### STORED DATA
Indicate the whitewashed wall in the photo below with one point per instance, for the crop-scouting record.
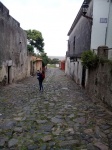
(74, 70)
(99, 30)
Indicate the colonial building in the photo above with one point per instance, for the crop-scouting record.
(34, 64)
(13, 48)
(88, 31)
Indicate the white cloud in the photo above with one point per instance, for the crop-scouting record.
(53, 18)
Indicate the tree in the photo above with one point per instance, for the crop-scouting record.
(35, 39)
(45, 59)
(30, 48)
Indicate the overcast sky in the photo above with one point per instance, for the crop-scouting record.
(53, 18)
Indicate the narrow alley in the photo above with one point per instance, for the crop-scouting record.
(61, 117)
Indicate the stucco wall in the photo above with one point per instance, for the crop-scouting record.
(74, 70)
(100, 83)
(82, 34)
(13, 47)
(99, 28)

### TO BE DONE
Arrange the lines of the records as a numbered list, starting with the line containing "Indicate the tree" and continuing through the last line of the records, with blank lines left out.

### SOLUTION TO THIS TASK
1. Indicate the tree in the photo above with one point per instance, for the crop-scouting record.
2. (35, 39)
3. (45, 59)
4. (30, 48)
5. Indicate the overcast sky in the photo above with one point per instance, for the crop-scouting record.
6. (53, 18)
7. Indicate the narrow alley in the photo above with one point per instance, for the crop-scouting record.
8. (61, 117)
9. Indicate the stucco wall in the photo above with one point per instance, for the crop-scouting record.
10. (74, 70)
11. (100, 83)
12. (82, 34)
13. (13, 47)
14. (99, 28)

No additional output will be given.